Document passage:
----------------
Posted by kpearce at 12:36 PM | Comments (0) | TrackBack

September 12, 2005

Whitman County Special Election

Whitman County, Washington is holding a special election, coinciding with the September 20 primary election (which doesn't seem to have any measures or candidates on it this year) to approve a "budgetary emergency" measure to levy an additional .1% sales tax for the funding of jails and juvenile detention facilitties. I had some trouble finding information on the proposition, so let me point you to item 064927 (it reads 063927 at one point - apparently a typographical error) of the Whitman Country Commissioners' meeting minutes of last August 1, available online here. The county's total budget is available as item 063228 of the December 20, 2005 minutes, here.
----------------
(Data lines)
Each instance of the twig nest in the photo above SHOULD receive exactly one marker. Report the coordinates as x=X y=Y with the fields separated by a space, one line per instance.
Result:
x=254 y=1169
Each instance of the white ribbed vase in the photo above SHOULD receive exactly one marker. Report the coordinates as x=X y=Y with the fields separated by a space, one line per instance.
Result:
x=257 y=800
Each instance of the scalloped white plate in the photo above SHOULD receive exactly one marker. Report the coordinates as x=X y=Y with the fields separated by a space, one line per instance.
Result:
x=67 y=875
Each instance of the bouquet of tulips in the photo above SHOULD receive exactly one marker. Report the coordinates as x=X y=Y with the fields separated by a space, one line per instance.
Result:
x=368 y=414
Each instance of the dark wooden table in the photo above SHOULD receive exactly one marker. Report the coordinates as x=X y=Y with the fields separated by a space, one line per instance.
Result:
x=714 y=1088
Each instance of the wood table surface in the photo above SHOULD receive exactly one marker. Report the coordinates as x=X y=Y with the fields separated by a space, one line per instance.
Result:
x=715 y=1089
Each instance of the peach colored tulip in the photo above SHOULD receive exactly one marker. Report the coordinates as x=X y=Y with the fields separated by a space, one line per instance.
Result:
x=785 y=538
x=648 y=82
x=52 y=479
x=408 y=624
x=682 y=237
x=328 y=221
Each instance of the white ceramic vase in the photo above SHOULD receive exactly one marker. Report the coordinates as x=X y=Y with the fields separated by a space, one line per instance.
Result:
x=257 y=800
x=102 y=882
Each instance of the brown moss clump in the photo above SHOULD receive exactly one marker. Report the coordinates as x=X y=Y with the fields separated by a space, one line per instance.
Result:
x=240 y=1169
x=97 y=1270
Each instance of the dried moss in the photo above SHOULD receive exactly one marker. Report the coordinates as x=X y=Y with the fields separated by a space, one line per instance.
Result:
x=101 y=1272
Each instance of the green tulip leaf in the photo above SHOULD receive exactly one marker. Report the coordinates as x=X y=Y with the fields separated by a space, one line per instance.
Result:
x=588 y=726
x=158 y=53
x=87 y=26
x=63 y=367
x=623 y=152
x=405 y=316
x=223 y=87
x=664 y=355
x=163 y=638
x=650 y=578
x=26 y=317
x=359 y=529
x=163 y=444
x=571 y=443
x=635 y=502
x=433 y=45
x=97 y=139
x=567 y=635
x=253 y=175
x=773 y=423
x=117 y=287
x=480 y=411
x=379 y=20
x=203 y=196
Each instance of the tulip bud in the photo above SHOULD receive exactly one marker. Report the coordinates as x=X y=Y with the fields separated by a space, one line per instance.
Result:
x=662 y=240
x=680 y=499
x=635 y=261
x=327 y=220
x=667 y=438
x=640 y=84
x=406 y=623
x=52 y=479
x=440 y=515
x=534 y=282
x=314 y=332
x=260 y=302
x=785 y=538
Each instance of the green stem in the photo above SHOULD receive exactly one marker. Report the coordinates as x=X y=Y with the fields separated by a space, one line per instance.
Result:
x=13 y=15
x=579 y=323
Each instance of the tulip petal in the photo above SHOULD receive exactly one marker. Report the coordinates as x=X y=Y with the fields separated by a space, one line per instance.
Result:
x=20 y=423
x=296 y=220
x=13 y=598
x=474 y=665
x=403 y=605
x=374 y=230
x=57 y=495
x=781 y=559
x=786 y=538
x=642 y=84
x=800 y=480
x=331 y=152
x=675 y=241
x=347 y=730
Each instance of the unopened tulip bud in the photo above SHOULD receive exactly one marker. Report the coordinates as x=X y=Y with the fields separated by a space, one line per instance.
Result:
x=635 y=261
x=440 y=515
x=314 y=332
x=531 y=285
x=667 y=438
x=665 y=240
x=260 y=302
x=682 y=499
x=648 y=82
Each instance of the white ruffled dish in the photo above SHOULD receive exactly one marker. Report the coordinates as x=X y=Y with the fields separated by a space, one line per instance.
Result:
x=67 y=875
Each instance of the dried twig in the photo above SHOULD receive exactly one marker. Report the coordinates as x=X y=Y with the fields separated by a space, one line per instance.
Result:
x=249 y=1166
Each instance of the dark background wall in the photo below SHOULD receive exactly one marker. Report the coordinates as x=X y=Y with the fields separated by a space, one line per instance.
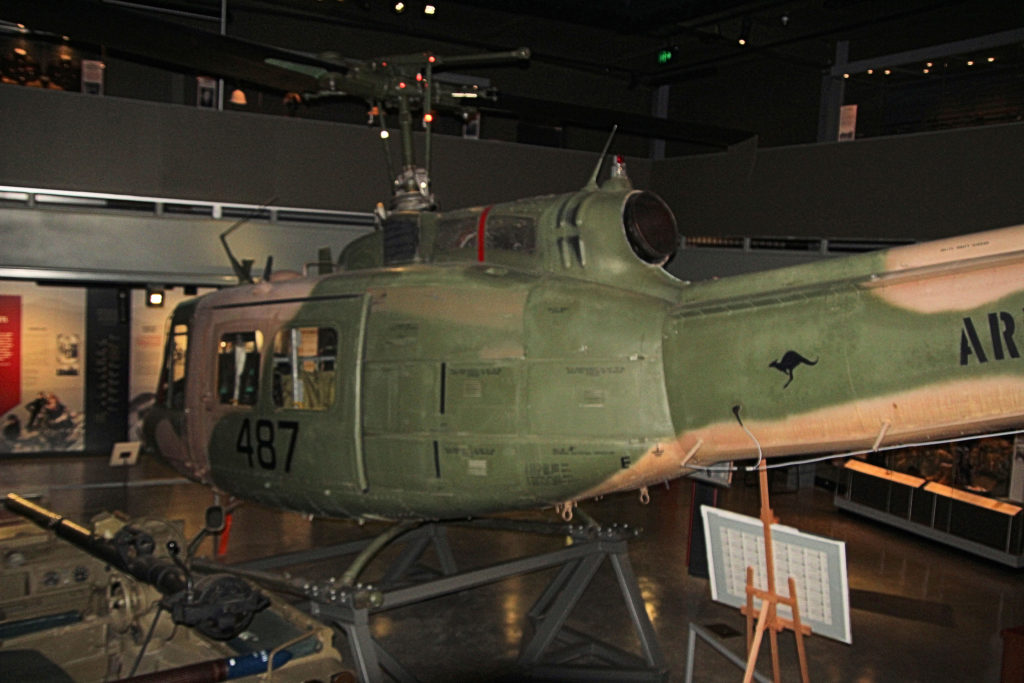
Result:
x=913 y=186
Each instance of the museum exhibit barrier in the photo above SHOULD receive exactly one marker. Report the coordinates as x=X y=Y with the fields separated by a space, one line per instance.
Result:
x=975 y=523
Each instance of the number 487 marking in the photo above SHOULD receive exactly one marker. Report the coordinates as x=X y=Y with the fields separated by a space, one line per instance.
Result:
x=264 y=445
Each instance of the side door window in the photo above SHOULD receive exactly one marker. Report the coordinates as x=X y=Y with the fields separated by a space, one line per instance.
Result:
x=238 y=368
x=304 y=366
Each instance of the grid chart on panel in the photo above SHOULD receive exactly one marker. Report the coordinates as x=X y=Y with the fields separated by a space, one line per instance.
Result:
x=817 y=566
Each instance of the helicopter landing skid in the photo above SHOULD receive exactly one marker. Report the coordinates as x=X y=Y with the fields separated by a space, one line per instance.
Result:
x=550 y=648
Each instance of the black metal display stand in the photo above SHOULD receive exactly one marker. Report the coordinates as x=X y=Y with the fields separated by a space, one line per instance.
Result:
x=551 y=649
----------------
Aim 1: In the Whitman County special election post, with which primary election does the special election coincide?
Aim 2: Write out the part of the Whitman County special election post starting at "September 12, 2005" and ending at "2005 minutes, here.".

Exercise output 1: The September 20 primary election.

Exercise output 2:
September 12, 2005

Whitman County Special Election

Whitman County, Washington is holding a special election, coinciding with the September 20 primary election (which doesn't seem to have any measures or candidates on it this year) to approve a "budgetary emergency" measure to levy an additional .1% sales tax for the funding of jails and juvenile detention facilitties. I had some trouble finding information on the proposition, so let me point you to item 064927 (it reads 063927 at one point - apparently a typographical error) of the Whitman Country Commissioners' meeting minutes of last August 1, available online here. The county's total budget is available as item 063228 of the December 20, 2005 minutes, here.